* _WRITTEN TASK_: Return all of the rows below word for word, leaving the pictures out.

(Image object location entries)
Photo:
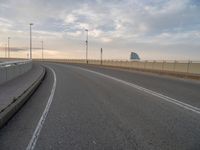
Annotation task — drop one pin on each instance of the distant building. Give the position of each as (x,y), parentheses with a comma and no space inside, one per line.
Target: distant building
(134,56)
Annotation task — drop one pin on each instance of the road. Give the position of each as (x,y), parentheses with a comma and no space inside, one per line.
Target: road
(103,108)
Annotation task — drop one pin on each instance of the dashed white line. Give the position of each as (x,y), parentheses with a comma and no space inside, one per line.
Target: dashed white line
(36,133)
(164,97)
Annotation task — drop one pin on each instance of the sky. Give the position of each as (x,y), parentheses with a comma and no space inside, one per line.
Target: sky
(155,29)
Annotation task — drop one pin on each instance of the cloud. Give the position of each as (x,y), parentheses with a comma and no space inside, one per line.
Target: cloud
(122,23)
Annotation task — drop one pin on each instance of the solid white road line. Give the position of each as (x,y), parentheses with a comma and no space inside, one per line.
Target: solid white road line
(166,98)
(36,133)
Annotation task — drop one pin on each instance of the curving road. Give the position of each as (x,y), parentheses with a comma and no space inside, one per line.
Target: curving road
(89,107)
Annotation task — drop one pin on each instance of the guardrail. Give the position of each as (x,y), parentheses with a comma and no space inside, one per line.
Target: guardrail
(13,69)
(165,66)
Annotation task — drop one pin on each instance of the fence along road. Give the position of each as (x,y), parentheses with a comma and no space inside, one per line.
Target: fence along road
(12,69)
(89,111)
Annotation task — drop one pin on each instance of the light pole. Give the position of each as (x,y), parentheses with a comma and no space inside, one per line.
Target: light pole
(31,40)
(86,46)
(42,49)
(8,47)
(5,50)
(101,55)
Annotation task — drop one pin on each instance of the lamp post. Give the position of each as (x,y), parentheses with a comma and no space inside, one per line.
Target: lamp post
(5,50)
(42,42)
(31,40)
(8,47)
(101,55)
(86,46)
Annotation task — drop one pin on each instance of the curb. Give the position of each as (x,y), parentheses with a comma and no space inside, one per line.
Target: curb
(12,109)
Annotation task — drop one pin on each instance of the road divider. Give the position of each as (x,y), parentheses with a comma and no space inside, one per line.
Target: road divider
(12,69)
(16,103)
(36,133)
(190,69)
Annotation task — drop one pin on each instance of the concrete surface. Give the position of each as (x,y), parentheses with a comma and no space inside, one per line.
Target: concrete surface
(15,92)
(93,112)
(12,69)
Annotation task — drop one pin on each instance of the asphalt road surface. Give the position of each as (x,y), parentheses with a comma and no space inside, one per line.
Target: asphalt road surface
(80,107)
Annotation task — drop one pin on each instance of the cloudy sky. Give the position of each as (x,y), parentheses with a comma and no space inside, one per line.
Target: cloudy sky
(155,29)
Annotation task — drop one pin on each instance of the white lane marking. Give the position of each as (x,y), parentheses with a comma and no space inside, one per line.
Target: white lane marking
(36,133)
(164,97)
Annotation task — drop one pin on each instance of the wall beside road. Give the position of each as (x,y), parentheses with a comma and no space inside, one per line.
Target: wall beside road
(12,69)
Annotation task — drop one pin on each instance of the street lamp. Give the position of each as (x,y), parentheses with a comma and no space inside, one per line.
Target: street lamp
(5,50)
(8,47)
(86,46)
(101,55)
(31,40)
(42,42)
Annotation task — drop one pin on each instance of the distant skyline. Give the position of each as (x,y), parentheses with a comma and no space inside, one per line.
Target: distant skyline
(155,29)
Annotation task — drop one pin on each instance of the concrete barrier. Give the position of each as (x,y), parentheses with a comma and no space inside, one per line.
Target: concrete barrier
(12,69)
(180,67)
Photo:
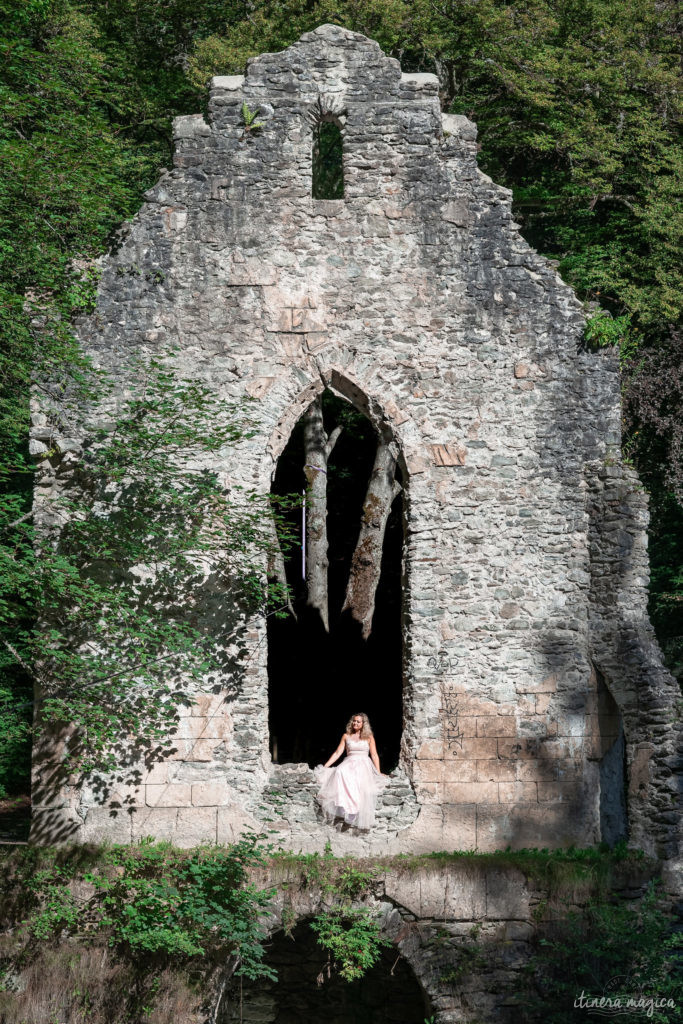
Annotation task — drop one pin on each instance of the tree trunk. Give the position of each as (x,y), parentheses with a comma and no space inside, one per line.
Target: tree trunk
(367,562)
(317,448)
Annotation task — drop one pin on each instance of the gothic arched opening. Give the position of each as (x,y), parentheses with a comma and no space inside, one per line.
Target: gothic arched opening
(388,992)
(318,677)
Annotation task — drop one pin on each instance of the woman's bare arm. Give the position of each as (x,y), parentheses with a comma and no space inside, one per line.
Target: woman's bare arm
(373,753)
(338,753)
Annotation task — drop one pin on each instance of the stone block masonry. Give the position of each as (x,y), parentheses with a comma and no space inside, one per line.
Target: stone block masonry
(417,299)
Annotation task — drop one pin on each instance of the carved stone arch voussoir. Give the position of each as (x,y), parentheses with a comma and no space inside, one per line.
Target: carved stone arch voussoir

* _TASK RESPONSE_:
Photo:
Annotation task — drop one pin on each instance of the distant building. Give the position of each as (x,y), parentheses with a comma and no space inside, one per line.
Target: distant building
(134,56)
Annotation task — drop one pin on each instance of the road. Give the position of each as (x,y), parentheses with a comma and no space inside, one per line.
Target: road
(103,108)
Annotation task — drop one pin on each instance of the dashed white line. Give the position of each as (x,y), parentheses with a comma and no space inside, one per line.
Target: dashed white line
(36,133)
(164,97)
Annotation task — drop one pin on each instance of the sky. Give the position of each as (x,y), parentheses with a comma and no space inside, one per line.
Target: sky
(155,29)
Annotation task — drop one pin on each instance of the cloud. Give the position of each as (x,y), parentheses with a comma and no space inside, one per line.
Target: cloud
(122,23)
Annotation task — drop one pin on each instance of the solid white road line. Give the position of each as (x,y), parentheses with a comma and no space inside, one per line.
Target: solid white road line
(166,98)
(36,133)
Annotation task — drop one pin on each instance of the curving road. Give the position of each as (x,y), parentheses with a comma and no space inside, one per line.
Target: curving road
(89,107)
Annotation task — drop one pin on each instance of the guardrail. Give the position of each as (x,y), parentheses with a comma and no space inside, one per line.
Target: guardrail
(13,69)
(165,66)
Annotation task — drop one pin on each instance of the fence along road. Give the position of each as (x,y), parentheses with a comma and no space inside, one per line.
Target: fence along road
(12,69)
(89,111)
Annotation task — drop one pin on each instance of the light pole. Give the position of each as (x,y), parentheses with a comma and no space inside, one per line.
Target: light pole
(31,40)
(86,46)
(42,49)
(8,47)
(5,50)
(101,55)
Annotation task — drop one pin on each instance of the lamp post. Give the position of each as (x,y), parentheses with a comma and no space inside, one per line.
Target: lamp post
(5,50)
(42,42)
(31,40)
(8,47)
(101,55)
(86,46)
Annotation task — drop one pin on each instance of the curb. Give the position of each as (x,y), parentheses with a comma and no space inside, one per line.
Target: curb
(12,109)
Annotation task — drop one pin on each instance of the road divider. Give the position of each as (x,y), parentheses with a comma and no space inside, one per line.
Target: road divider
(12,69)
(16,103)
(36,133)
(190,69)
Annotation task — drop one pin on each instance of the concrete surface. Give the position of each as (x,y), parentheses with a comma and no space inside, one per line.
Target: concrete surface
(15,92)
(93,112)
(12,69)
Annotation task — drop one pin on each instance of the asphalt road surface. Give the position of each as (x,y), parentheses with a comma and no space inside, one per line.
Target: asphalt road surface
(80,107)
Annotation task — drop one pin on each instance of the cloudy sky. Give the position of each as (x,y), parentheses with a comma and no space inside, one per line.
Target: cloudy sky
(155,29)
Annotation task — drop one pin on each instance of the white lane marking. Give the position of each as (x,y), parentheses with a comma and no space inside, one per line.
Target: white lane marking
(36,133)
(164,97)
Annotation task — drop one pin on each instance of the wall beside road. Give the position of each as (x,y), parentheses with a comma and no space inside, one per line.
Target: wall beside road
(12,69)
Annotation task — drop one pin on each instance of the street lamp. Give the position of each as (x,y), parentheses with a comma and no space inside, one per line.
Target: street lamp
(5,50)
(8,47)
(86,46)
(101,55)
(31,40)
(42,42)
Annotation task — drop one pin on each instance of the distant skyline. Give the position of each as (x,y), parentheses with a comma and no space inside, one per line.
Target: distant skyline
(155,29)
Annotation task — drop one pin on each instance of the concrete barrier. Give the position of each as (x,y), parentheses with a comma and no space inside, one per line.
Target: concrete barrier
(12,69)
(180,67)
Photo:
Annotation task — drop one pin on each instance of the tree trunk. Give the position of each as (x,y), parentheses with a comma and no space inside, one per line.
Target: tree trunk
(367,562)
(317,448)
Annotation task — drop one pin on each instance of the gothic arched opening. Give the position of each as (x,y), parentheses with a comma and no space inside, one per line.
Target: gothic arched opening
(388,992)
(318,677)
Annotation task — drop one pin on each instance of the woman's bare arm. Give the position of each as (x,y), parentheses with a comma and no space inside, one per line.
Target: woman's bare arm
(373,753)
(338,753)
Annotation task — drop one pin on each instance of the stone block masonry. Give the position of each as (x,y), parentheses with a comma and no space inside, one per line.
Target: stone block masonry
(417,299)
Annotation task — drop one pin on each instance of the carved stone arch voussoir. Give the position of each as (x,y), parentheses with a comma and no space inside, one per line.
Target: carved stone arch voussoir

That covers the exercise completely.